■ What is being asked
According to the sleep zone quiz, how long before bedtime should all screens be turned off?

Does your child’s sleeping space promote sleep? Whether your child shares a room or sleeps alone, there are steps you can take to support good sleeping habits. Take the sleep zone quiz to discover ways to make a good night’s sleep even better!

Read each statement, then decide (yes or no) if it describes your child’s sleeping environment:

There are no TVs or computer screens in the room. Good for you! With the TV and computer in another room, kids are less likely to stay up late staring at screens.

We turn off all screens at least 30 minutes before bedtime. Yeah! You prioritize your sleep! Any screen activity—video games, computers, or cell phones—before bed can rev you up and make it hard to fall asleep.

The room is dark. Your body naturally senses light and wakes up. So the darker you can make the sleeping area, the better the sleep. Of course, if your child prefers to have some light, like a nightlight, that's okay. Just make sure the light is not too bright.

Saved data entries:
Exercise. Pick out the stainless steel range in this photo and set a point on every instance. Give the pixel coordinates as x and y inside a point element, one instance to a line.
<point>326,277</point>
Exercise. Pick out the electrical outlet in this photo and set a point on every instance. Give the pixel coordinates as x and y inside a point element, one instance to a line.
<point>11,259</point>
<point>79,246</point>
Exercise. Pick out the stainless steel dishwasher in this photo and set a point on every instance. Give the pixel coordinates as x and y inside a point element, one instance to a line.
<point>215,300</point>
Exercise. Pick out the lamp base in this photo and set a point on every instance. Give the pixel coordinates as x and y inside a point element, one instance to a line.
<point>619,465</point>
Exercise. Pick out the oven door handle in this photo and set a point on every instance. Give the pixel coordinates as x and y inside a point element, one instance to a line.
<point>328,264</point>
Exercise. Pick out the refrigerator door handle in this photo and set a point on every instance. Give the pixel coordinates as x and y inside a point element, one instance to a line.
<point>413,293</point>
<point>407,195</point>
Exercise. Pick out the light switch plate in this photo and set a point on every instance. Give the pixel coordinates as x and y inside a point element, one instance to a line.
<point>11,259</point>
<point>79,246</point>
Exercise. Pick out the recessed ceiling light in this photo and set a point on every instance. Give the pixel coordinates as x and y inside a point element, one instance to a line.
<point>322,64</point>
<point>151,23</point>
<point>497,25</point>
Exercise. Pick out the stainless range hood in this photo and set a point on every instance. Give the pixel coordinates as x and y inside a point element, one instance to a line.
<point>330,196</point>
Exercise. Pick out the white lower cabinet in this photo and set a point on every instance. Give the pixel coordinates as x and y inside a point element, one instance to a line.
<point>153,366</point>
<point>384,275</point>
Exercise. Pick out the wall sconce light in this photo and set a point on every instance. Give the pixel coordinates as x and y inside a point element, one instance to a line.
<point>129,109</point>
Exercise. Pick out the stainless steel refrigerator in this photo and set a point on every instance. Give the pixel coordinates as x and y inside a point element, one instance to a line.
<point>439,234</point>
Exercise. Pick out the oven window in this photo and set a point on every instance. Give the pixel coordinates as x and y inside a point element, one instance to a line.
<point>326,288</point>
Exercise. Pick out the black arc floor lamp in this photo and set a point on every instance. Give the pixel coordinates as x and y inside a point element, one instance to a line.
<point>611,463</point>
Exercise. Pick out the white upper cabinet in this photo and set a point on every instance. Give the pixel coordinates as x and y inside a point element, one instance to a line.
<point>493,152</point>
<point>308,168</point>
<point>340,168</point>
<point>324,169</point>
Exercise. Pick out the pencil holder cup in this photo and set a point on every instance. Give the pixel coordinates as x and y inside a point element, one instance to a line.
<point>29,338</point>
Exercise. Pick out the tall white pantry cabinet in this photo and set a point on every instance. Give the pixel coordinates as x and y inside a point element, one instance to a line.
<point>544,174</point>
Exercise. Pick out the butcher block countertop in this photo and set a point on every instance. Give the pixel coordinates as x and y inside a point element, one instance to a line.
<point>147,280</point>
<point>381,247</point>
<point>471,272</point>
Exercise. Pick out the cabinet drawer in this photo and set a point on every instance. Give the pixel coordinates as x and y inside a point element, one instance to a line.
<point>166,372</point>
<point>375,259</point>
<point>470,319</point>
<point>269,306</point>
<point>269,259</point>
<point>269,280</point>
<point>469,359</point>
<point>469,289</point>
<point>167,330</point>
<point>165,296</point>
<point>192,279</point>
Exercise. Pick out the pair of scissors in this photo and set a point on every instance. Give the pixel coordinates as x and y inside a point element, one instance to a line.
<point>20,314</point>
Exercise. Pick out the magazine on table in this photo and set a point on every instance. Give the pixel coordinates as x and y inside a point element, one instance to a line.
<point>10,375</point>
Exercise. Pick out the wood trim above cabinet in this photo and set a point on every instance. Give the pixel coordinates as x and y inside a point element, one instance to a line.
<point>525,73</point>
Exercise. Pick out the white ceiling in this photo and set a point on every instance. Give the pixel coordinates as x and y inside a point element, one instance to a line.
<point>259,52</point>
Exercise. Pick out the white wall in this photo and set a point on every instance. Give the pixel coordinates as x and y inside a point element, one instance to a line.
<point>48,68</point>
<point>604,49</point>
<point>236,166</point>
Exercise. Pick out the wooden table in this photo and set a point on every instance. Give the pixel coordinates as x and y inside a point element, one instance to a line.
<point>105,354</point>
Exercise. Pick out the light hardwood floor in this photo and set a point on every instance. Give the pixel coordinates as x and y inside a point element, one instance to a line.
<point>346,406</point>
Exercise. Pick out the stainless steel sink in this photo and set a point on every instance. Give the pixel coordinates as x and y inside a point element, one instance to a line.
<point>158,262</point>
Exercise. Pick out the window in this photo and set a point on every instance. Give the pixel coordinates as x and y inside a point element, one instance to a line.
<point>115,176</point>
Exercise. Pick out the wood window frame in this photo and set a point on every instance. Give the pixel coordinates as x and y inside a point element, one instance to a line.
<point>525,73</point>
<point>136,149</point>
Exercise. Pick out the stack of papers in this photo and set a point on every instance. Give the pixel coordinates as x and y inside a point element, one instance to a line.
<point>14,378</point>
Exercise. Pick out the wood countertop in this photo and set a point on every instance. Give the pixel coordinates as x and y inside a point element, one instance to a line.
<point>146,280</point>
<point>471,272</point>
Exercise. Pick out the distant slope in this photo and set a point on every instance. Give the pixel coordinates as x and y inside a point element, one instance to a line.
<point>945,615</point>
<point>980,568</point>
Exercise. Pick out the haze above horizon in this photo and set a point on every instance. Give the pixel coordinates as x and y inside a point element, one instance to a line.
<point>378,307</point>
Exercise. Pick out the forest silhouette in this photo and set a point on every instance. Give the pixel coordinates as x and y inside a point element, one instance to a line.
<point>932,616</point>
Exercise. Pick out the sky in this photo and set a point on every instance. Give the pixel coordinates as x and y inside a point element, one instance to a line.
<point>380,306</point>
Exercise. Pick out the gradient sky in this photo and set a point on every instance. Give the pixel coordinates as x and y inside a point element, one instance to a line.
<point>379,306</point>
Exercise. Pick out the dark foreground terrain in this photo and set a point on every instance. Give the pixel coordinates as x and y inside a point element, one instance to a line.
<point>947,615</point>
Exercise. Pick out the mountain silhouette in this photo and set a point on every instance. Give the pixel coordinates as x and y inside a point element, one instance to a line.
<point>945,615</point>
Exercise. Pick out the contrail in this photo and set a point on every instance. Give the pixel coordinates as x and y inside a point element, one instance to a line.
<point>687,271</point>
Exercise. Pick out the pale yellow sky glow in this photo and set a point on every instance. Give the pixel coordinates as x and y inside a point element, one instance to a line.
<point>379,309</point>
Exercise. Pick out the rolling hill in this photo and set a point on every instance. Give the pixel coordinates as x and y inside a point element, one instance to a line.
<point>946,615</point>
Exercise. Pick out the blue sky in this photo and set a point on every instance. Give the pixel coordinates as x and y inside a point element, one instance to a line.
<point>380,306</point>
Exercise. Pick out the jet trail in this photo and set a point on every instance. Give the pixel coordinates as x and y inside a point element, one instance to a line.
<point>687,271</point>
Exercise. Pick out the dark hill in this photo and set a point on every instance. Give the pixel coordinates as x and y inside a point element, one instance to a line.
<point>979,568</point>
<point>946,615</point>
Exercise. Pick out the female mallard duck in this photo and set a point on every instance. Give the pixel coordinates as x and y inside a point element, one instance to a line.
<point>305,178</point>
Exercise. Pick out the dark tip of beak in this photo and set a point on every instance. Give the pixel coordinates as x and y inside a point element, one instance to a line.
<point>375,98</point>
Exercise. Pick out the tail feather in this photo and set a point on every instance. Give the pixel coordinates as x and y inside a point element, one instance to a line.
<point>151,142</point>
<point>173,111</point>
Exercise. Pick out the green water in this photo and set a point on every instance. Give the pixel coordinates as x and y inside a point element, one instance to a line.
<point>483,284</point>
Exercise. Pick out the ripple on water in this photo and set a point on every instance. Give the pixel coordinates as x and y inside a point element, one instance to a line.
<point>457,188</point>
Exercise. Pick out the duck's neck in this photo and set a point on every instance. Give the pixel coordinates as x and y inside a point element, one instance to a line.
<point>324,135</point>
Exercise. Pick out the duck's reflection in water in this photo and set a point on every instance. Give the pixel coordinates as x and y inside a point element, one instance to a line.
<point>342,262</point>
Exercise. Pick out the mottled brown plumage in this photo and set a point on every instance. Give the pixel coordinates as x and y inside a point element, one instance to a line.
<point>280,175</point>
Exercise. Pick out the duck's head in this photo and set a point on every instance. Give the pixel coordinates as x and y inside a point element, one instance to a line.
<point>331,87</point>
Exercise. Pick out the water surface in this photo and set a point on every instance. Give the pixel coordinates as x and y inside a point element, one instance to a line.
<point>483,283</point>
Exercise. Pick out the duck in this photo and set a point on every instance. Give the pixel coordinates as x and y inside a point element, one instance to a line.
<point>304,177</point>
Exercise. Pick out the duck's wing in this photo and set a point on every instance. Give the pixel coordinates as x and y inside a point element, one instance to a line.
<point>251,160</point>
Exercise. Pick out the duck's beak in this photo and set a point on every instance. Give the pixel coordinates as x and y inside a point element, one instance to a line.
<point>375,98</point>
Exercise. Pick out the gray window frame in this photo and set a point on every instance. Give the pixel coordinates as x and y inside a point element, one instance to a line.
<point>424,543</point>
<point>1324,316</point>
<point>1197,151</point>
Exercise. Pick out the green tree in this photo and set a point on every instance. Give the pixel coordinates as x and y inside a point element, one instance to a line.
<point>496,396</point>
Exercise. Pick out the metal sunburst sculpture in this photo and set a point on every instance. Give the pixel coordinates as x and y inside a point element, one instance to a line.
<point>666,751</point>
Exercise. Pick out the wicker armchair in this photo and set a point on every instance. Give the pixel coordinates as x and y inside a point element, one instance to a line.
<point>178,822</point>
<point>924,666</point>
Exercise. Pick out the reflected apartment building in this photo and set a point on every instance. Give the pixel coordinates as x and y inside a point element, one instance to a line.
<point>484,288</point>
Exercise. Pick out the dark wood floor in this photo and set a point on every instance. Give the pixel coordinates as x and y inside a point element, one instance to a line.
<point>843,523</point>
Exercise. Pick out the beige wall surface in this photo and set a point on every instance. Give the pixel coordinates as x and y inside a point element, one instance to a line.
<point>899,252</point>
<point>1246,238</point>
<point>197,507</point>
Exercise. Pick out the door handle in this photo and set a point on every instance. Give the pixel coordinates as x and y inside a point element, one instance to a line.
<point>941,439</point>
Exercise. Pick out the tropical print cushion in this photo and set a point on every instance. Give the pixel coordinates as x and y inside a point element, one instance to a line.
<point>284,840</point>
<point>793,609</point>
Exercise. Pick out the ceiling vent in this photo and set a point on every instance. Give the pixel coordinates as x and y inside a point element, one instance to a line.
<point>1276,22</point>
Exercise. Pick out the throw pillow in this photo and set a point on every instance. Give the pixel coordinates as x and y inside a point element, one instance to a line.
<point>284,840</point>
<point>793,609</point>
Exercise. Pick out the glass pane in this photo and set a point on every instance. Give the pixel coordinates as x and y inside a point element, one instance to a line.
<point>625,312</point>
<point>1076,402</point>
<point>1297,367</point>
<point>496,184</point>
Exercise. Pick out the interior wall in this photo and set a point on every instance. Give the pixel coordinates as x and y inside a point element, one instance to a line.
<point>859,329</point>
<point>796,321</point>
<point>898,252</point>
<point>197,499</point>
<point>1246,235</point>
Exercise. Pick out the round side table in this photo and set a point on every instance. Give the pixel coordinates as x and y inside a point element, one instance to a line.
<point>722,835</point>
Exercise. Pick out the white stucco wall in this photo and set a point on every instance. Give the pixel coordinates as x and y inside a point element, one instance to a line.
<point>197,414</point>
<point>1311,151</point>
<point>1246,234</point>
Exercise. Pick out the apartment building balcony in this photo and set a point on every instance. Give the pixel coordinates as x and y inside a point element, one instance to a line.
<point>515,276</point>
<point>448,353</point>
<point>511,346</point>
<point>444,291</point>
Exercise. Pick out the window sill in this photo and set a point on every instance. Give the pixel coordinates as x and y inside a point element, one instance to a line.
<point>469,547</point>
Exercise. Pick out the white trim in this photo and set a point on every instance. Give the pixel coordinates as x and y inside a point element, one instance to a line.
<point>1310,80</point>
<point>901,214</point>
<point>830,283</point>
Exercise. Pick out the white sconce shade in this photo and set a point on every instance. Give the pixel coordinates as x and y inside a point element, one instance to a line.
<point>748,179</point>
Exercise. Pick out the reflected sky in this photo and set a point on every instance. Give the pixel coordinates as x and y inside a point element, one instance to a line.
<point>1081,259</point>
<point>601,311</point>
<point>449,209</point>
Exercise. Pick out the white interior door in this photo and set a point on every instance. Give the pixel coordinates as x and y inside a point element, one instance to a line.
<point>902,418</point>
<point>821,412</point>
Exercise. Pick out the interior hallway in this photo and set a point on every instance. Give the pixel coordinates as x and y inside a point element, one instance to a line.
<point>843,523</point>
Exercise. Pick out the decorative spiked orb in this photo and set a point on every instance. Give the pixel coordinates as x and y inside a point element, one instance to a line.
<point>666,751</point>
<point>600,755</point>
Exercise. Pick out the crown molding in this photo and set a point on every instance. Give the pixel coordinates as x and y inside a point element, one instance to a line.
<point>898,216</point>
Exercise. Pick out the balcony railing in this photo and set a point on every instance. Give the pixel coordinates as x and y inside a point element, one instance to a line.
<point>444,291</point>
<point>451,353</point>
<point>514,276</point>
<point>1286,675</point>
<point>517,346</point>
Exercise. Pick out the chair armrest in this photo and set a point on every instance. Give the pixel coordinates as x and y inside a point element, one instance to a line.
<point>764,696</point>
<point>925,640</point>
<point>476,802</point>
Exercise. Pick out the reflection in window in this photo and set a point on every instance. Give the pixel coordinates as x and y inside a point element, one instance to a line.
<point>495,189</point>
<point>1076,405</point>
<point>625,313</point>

■ Output of the exercise
At least 30 minutes before bedtime.